Source excerpt =

-- -- --

DePinto added that high prices and inflation have cut into discretionary spending amongst consumers—in the U.S., consumers on average have US$900 less to spend per month on discretionary items—so now consumers are “trading down and they are seeking more value for every discretionary dollar they spend.”

For 7-Eleven operations, that means that consumers are putting a higher premium and are demanding “high-quality and affordable food and beverage offerings from convenience stores,” he continued. “They’re quickly shifting from national brands to private brands, as private brands offer a lower cost to them, and they are also leveraging digital platforms to receive rewards and discounts while at the same time showing a growing preference towards convenience delivery.”

7-Eleven in North America looks to enhance its fresh food offerings and to grow the company’s proprietary offerings, by focusing on four key strategic areas: investing and growing its fresh food and proprietary food offerings for consumers, accelerating its digital offerings to consumers, improving overall company efficiency, and growing and enhancing its store network.

In its fresh food offerings, 7-Eleven looks to have some 1.6% year-over-year growth in that category and looks to deliver by the end of 2025 some 51 new SKUs in the category, especially in the ‘grab-and-go’ segment, and in its restaurant operations, some 20+ new SKUs by the end of 2025. For the beverage segment, its looks to have a nearly 4% year-over-year growth and to introduce some 55 new products in the category, and for its private label it looks to have over 200 new items coming into its stores by the end of 2025.

-- -- --

Recorded information =
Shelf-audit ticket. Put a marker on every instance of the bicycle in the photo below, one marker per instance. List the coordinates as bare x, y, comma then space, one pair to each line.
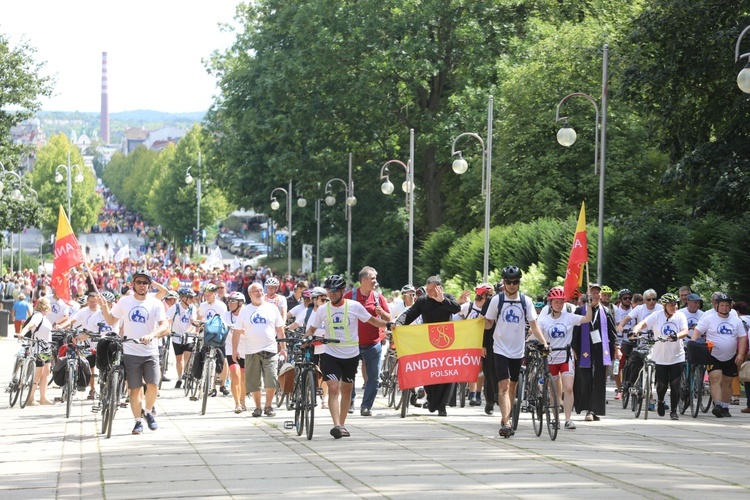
24, 369
542, 398
111, 377
305, 384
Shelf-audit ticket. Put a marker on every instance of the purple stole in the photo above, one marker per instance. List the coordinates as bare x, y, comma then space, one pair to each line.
585, 361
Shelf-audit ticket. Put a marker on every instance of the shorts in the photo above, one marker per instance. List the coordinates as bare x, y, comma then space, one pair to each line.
728, 368
564, 369
263, 364
339, 369
240, 362
507, 368
141, 368
180, 348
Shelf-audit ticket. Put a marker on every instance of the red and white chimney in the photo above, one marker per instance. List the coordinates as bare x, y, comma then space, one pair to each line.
104, 117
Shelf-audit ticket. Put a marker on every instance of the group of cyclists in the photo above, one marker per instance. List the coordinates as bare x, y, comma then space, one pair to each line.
585, 335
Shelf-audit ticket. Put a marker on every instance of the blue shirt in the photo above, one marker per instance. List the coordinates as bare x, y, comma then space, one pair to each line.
21, 310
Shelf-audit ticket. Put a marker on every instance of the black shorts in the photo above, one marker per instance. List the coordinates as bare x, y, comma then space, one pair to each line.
240, 361
339, 369
507, 368
180, 348
728, 368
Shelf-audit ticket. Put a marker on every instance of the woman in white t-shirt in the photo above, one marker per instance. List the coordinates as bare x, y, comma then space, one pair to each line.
667, 324
557, 327
42, 329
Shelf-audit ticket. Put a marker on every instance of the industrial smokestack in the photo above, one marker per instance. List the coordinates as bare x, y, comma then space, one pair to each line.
104, 117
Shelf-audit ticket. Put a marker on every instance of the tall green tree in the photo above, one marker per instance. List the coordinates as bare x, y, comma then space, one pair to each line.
85, 202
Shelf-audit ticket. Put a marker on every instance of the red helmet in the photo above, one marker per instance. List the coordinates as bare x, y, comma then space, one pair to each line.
483, 288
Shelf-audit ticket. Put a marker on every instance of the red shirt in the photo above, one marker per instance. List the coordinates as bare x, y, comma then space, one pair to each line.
369, 334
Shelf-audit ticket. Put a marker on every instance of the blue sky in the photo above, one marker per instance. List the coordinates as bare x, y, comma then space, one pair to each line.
154, 50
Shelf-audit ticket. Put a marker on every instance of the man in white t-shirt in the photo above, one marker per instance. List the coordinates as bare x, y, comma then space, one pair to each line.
727, 333
509, 339
143, 319
258, 326
338, 320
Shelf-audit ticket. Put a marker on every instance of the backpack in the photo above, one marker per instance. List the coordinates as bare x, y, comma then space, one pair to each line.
215, 332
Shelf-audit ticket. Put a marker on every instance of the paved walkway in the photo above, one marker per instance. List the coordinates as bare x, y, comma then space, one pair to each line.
223, 455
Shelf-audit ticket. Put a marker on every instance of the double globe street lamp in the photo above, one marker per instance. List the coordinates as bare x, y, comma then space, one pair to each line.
408, 188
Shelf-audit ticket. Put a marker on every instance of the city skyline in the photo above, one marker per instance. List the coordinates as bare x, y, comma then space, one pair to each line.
155, 51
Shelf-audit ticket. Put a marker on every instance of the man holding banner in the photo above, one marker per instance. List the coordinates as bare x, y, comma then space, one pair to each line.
434, 307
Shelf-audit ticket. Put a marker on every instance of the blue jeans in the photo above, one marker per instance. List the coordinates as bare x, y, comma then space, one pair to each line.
371, 357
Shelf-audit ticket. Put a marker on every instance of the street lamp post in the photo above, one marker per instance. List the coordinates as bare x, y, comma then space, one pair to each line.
566, 136
460, 166
743, 78
78, 179
351, 200
301, 202
408, 188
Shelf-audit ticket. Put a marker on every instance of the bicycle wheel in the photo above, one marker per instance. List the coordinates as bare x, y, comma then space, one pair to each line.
70, 385
113, 400
299, 404
536, 406
696, 390
14, 387
638, 395
647, 390
310, 403
551, 407
520, 396
209, 374
25, 383
405, 395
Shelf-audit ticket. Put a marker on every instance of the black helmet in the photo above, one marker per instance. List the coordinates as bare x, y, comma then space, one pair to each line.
334, 283
511, 272
145, 273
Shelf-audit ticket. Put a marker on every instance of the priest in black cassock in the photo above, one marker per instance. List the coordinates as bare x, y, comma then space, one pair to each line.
595, 348
434, 307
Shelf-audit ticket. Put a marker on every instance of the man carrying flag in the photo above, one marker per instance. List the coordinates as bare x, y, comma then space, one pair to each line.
67, 255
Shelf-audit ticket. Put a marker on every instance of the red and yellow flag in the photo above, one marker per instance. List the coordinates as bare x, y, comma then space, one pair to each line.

-- -- --

Task instructions = Print the 7-Eleven strategy passage again in full, word for word.

Exercise answer =
DePinto added that high prices and inflation have cut into discretionary spending amongst consumers—in the U.S., consumers on average have US$900 less to spend per month on discretionary items—so now consumers are “trading down and they are seeking more value for every discretionary dollar they spend.”

For 7-Eleven operations, that means that consumers are putting a higher premium and are demanding “high-quality and affordable food and beverage offerings from convenience stores,” he continued. “They’re quickly shifting from national brands to private brands, as private brands offer a lower cost to them, and they are also leveraging digital platforms to receive rewards and discounts while at the same time showing a growing preference towards convenience delivery.”

7-Eleven in North America looks to enhance its fresh food offerings and to grow the company’s proprietary offerings, by focusing on four key strategic areas: investing and growing its fresh food and proprietary food offerings for consumers, accelerating its digital offerings to consumers, improving overall company efficiency, and growing and enhancing its store network.

In its fresh food offerings, 7-Eleven looks to have some 1.6% year-over-year growth in that category and looks to deliver by the end of 2025 some 51 new SKUs in the category, especially in the ‘grab-and-go’ segment, and in its restaurant operations, some 20+ new SKUs by the end of 2025. For the beverage segment, its looks to have a nearly 4% year-over-year growth and to introduce some 55 new products in the category, and for its private label it looks to have over 200 new items coming into its stores by the end of 2025.